### Exercise inputs
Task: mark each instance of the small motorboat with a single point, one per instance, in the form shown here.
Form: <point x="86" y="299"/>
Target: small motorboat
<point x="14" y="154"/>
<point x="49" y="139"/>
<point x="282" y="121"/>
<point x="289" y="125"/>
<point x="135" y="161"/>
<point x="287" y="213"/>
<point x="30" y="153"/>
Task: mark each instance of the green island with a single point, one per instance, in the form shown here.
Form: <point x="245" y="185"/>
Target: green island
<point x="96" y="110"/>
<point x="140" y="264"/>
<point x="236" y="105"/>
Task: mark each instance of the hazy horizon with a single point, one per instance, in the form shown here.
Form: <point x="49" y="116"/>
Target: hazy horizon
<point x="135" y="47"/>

### Task instructions
The response must consist solely of the number of lines in the listing above that contain "with".

### Exercise solution
3